Work instructions>
1. Answer these three questions from the shoot dominance article:
(a) Which two universities did the collaborating teams come from?
(b) Since when has it been known that auxin is released by the plant's actively growing tip?
(c) Which journal published the research?
2. Transcribe everything in the shoot dominance article from "Scientists have shown" down to "each other’s growth.".
3. Can you write the next part of the shoot dominance article, picking up after its final sentence?
--- Text segment Enclosed Below ---
Scientists have shown that the main shoot dominates a plant’s growth principally because it was there first, rather than due to its position at the top of the plant.
Collaborating teams from the University of York in the UK and the University of Calgary in Canada combined their expertise in molecular genetics and computational modelling to make a significant discovery that helps explain why pruning encourages plants to thrive.
Understanding of the action and interaction of these hormones can inform horticultural practices aimed at changing branching patterns in diverse crops.
Led by Professors Ottoline Leyser and Przemyslaw Prusinkiewicz and published by the journal PNAS, the research showed that all shoot tips on a plant can influence each other’s growth.
Professor Leyser, of the University of York’s Department of Biology, said: “It is well known that the main growing shoot of a plant can inhibit the growth of the shoots below – that’s why we prune to encourage growth of branches. What we are interested in is exactly how the main shoot can exert this effect.
“It has been known since the 1930s that the plant hormone auxin is released by the plant’s actively growing tip and is transported down the main stem where it has an indirect effect on buds to inhibit branching. There are a number of ways in which the hormone exerts this effect and we have discovered a new path by which it works.”
The research suggests that for a shoot tip to be active, it must be able to export auxin into the main stem. But if substantial amounts of auxin already exist in the main stem, export from an additional shoot tip cannot be established.
--- End of Enclosed Text segment ---
--- Information given Enclosed Below ---
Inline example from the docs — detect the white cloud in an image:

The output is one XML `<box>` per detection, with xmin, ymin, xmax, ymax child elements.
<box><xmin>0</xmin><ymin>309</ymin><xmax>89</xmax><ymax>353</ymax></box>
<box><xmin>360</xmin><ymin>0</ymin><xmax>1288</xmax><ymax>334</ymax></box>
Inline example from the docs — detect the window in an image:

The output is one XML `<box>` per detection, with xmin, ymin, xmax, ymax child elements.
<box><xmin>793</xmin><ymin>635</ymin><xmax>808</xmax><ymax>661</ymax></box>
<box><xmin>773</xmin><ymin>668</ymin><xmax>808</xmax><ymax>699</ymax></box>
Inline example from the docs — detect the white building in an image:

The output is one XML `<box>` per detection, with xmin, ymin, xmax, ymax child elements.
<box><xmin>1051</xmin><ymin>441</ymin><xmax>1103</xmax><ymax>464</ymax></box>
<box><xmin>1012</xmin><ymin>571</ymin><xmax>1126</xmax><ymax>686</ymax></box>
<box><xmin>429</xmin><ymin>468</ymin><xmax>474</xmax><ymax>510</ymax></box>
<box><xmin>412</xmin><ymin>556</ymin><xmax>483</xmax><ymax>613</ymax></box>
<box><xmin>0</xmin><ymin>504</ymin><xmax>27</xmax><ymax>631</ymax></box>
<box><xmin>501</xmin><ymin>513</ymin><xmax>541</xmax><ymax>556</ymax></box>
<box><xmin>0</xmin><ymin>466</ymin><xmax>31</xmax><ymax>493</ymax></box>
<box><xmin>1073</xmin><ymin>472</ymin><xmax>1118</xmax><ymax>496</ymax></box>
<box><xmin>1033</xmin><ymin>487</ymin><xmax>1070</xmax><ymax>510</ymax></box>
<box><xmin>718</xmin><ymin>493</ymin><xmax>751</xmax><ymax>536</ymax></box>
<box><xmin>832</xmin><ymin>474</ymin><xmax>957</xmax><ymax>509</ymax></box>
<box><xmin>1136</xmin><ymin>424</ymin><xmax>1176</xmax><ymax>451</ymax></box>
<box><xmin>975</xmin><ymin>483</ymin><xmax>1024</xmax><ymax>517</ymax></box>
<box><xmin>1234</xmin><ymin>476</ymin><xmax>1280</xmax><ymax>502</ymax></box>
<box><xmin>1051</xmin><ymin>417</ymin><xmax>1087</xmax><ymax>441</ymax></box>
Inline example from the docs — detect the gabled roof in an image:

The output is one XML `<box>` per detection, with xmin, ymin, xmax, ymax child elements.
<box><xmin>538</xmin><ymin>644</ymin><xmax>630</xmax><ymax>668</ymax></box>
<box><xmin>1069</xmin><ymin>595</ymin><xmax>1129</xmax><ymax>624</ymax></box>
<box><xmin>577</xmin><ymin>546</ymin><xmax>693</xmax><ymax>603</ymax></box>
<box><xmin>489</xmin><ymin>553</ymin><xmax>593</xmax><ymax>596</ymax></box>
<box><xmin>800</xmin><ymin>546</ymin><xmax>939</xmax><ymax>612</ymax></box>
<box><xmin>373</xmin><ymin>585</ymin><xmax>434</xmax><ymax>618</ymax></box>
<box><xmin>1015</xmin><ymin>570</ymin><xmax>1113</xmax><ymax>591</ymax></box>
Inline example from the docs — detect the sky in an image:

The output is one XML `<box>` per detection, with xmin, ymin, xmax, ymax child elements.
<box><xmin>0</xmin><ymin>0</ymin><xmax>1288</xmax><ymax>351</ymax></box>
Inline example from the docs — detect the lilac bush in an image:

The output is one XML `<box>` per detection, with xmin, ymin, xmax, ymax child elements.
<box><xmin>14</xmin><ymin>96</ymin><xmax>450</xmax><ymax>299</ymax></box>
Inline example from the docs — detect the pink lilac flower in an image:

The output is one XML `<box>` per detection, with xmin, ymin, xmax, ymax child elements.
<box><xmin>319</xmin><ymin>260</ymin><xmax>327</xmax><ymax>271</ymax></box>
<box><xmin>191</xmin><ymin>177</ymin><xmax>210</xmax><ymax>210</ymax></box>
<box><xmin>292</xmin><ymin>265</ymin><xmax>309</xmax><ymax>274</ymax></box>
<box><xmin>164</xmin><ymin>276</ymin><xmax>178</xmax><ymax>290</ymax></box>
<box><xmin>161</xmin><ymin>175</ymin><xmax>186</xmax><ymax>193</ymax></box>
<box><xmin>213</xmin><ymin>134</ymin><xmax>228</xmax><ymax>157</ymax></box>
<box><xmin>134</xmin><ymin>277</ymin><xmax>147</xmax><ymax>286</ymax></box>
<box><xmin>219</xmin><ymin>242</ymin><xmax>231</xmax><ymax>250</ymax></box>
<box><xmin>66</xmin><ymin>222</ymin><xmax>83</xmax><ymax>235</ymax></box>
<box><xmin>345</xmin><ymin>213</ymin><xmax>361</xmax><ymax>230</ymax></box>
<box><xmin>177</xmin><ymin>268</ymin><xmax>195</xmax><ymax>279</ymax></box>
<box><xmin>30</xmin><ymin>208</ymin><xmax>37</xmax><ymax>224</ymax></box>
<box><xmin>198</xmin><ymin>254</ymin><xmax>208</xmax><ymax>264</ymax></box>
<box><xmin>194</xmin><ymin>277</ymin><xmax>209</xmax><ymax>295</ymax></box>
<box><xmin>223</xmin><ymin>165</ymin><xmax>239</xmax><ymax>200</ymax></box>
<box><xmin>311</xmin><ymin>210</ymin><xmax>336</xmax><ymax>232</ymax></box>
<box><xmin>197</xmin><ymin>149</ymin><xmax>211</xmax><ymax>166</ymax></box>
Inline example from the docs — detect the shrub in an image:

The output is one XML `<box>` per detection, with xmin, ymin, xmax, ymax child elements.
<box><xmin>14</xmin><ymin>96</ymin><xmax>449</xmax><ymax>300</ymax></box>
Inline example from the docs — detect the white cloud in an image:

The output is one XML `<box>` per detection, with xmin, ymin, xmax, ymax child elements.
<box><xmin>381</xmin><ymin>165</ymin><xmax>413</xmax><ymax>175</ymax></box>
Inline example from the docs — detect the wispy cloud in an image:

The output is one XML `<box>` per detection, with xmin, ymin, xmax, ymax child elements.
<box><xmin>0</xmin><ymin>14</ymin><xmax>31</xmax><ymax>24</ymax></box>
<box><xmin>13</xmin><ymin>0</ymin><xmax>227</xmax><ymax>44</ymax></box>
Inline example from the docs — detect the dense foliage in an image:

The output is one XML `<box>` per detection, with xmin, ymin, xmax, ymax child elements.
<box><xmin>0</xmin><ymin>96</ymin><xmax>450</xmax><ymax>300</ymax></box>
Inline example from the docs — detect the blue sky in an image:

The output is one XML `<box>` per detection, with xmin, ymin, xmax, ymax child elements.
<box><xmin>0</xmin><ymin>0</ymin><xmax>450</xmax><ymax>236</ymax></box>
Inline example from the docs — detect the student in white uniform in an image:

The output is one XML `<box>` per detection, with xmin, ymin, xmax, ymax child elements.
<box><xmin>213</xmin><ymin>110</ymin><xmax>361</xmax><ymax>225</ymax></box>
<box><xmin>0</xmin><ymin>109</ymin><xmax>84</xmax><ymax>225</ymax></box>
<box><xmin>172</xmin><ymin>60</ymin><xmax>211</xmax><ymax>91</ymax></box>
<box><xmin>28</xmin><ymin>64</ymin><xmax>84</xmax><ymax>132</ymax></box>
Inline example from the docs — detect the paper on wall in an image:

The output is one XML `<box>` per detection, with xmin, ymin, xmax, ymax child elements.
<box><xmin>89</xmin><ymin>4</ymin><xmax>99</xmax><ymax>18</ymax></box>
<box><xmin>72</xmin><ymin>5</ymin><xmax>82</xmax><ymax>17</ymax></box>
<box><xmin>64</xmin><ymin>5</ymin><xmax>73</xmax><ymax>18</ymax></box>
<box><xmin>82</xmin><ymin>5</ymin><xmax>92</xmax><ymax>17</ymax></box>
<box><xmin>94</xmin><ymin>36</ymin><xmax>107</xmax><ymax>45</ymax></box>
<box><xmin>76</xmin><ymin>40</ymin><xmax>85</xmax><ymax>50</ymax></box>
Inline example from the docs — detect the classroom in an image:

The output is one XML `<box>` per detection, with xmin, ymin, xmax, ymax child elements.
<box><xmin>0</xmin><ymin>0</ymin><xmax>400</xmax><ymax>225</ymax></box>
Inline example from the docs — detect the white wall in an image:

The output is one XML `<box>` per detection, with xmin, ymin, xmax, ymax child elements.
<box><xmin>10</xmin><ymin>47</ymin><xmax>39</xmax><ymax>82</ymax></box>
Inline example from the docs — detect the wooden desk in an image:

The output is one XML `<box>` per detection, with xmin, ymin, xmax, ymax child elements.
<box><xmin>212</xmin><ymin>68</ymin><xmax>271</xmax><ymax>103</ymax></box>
--- End of Enclosed Information given ---
Answer list>
1.
(a) The University of York in the UK and the University of Calgary in Canada.
(b) Since the 1930s.
(c) PNAS.

2.
Scientists have shown that the main shoot dominates a plant’s growth principally because it was there first, rather than due to its position at the top of the plant.
Collaborating teams from the University of York in the UK and the University of Calgary in Canada combined their expertise in molecular genetics and computational modelling to make a significant discovery that helps explain why pruning encourages plants to thrive.
Understanding of the action and interaction of these hormones can inform horticultural practices aimed at changing branching patterns in diverse crops.
Led by Professors Ottoline Leyser and Przemyslaw Prusinkiewicz and published by the journal PNAS, the research showed that all shoot tips on a plant can influence each other’s growth.

3.
Professor Leyser said: “Using this mechanism, all the shoot tips on a plant compete with each other, so that tips both above and below can influence each other's growth. This allows the strongest branches to grow the most vigorously, wherever they may be on the plant. The main shoot dominates mostly because it was there first, rather than because of its position at the apex of the plant.”
The teams went on to show that the recently discovered plant hormone, strigolactone, works at least in part by making it harder to establish new auxin transport pathways from shoot tips, strengthening the competition between auxin sources and reducing branching.
The research also involved scientists at the Department of Forest Genetics and Plant Physiology at the Swedish University of Agricultural Sciences.
The research was funded by the Biotechnology and Biological Sciences Research Council (BBSRC) and the Natural Sciences and Engineering Research Council of Canada (NSERC).
"Control of Bud Activation by an Auxin Transport Switch" is to be published in PNAS.